# Instructions to follow
All of the data that follows should be output again without any alteration.
··· Supplied records
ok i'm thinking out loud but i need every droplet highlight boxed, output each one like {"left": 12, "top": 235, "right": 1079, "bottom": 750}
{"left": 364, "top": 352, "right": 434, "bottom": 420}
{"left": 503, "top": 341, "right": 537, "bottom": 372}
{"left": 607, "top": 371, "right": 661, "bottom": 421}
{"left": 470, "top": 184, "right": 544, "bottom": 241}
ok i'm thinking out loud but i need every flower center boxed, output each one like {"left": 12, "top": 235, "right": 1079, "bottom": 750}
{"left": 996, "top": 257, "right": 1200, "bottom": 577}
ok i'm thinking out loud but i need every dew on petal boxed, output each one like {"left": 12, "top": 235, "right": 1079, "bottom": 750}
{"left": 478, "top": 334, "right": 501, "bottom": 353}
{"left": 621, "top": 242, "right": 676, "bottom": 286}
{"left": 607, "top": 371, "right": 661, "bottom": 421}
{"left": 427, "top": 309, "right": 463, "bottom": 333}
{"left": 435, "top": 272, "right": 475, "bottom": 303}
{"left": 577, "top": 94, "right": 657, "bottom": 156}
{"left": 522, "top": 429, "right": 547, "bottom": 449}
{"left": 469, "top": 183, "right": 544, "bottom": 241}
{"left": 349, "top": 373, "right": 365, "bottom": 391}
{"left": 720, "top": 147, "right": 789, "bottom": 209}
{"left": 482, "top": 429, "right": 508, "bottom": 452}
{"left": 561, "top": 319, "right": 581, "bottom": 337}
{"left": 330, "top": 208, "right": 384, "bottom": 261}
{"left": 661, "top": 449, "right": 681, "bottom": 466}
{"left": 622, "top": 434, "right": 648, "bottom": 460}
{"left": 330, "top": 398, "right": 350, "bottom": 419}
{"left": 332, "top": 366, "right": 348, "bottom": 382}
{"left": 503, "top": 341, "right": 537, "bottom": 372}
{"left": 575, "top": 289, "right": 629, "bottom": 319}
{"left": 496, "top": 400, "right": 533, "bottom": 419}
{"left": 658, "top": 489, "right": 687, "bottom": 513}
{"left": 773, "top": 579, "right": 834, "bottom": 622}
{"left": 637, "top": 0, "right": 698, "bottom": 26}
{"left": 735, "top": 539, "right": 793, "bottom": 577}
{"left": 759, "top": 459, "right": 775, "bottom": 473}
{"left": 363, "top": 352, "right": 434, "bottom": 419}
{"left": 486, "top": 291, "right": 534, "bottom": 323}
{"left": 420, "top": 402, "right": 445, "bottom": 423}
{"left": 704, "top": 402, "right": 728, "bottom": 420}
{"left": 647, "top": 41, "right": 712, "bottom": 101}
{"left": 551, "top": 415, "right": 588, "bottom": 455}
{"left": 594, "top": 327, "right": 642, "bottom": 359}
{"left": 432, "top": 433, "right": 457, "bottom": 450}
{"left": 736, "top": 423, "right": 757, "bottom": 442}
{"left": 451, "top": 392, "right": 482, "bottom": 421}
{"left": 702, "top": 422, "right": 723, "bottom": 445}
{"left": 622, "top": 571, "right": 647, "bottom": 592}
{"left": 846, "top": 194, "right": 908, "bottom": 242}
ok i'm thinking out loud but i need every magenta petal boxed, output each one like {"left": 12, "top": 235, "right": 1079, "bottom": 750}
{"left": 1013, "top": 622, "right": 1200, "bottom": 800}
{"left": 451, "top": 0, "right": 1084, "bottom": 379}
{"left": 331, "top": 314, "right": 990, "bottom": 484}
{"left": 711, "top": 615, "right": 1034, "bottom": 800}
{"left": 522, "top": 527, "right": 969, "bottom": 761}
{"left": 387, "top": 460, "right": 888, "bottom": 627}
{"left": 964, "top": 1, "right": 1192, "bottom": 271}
······
# Your response
ok i'm thinking out loud but i need every droplet highlight boxed, output each one like {"left": 12, "top": 235, "right": 1079, "bottom": 750}
{"left": 364, "top": 352, "right": 434, "bottom": 420}
{"left": 503, "top": 341, "right": 537, "bottom": 372}
{"left": 607, "top": 371, "right": 661, "bottom": 421}
{"left": 470, "top": 184, "right": 544, "bottom": 241}
ok i'm thinking out loud but i need every flower center boxed, output each one like {"left": 12, "top": 235, "right": 1079, "bottom": 750}
{"left": 996, "top": 257, "right": 1200, "bottom": 577}
ok i'm thinking out loud but i need every dew on petal boxed, output each one like {"left": 12, "top": 235, "right": 1079, "bottom": 750}
{"left": 478, "top": 334, "right": 501, "bottom": 353}
{"left": 621, "top": 242, "right": 676, "bottom": 286}
{"left": 607, "top": 371, "right": 661, "bottom": 421}
{"left": 427, "top": 309, "right": 463, "bottom": 333}
{"left": 435, "top": 272, "right": 475, "bottom": 303}
{"left": 577, "top": 94, "right": 657, "bottom": 156}
{"left": 522, "top": 429, "right": 547, "bottom": 449}
{"left": 469, "top": 183, "right": 544, "bottom": 241}
{"left": 349, "top": 373, "right": 365, "bottom": 391}
{"left": 720, "top": 147, "right": 789, "bottom": 209}
{"left": 482, "top": 429, "right": 508, "bottom": 452}
{"left": 561, "top": 319, "right": 581, "bottom": 337}
{"left": 330, "top": 208, "right": 384, "bottom": 261}
{"left": 661, "top": 449, "right": 681, "bottom": 466}
{"left": 622, "top": 434, "right": 648, "bottom": 460}
{"left": 330, "top": 398, "right": 350, "bottom": 419}
{"left": 332, "top": 366, "right": 348, "bottom": 382}
{"left": 503, "top": 341, "right": 537, "bottom": 372}
{"left": 575, "top": 289, "right": 629, "bottom": 319}
{"left": 496, "top": 400, "right": 533, "bottom": 419}
{"left": 658, "top": 489, "right": 687, "bottom": 513}
{"left": 773, "top": 579, "right": 834, "bottom": 622}
{"left": 637, "top": 0, "right": 698, "bottom": 26}
{"left": 735, "top": 539, "right": 793, "bottom": 577}
{"left": 759, "top": 459, "right": 775, "bottom": 473}
{"left": 363, "top": 352, "right": 434, "bottom": 419}
{"left": 486, "top": 291, "right": 534, "bottom": 323}
{"left": 420, "top": 402, "right": 445, "bottom": 423}
{"left": 704, "top": 402, "right": 728, "bottom": 420}
{"left": 647, "top": 41, "right": 712, "bottom": 101}
{"left": 551, "top": 415, "right": 588, "bottom": 455}
{"left": 594, "top": 327, "right": 642, "bottom": 359}
{"left": 432, "top": 433, "right": 457, "bottom": 450}
{"left": 736, "top": 423, "right": 757, "bottom": 442}
{"left": 451, "top": 392, "right": 482, "bottom": 421}
{"left": 702, "top": 422, "right": 723, "bottom": 445}
{"left": 622, "top": 571, "right": 647, "bottom": 592}
{"left": 846, "top": 194, "right": 908, "bottom": 242}
ok i'm thinking out loud but i need every magenta petal boxed, output each one like {"left": 12, "top": 235, "right": 1079, "bottom": 750}
{"left": 1013, "top": 622, "right": 1200, "bottom": 800}
{"left": 451, "top": 0, "right": 1084, "bottom": 379}
{"left": 331, "top": 314, "right": 990, "bottom": 484}
{"left": 711, "top": 615, "right": 1034, "bottom": 800}
{"left": 522, "top": 527, "right": 969, "bottom": 761}
{"left": 387, "top": 460, "right": 888, "bottom": 627}
{"left": 964, "top": 1, "right": 1192, "bottom": 271}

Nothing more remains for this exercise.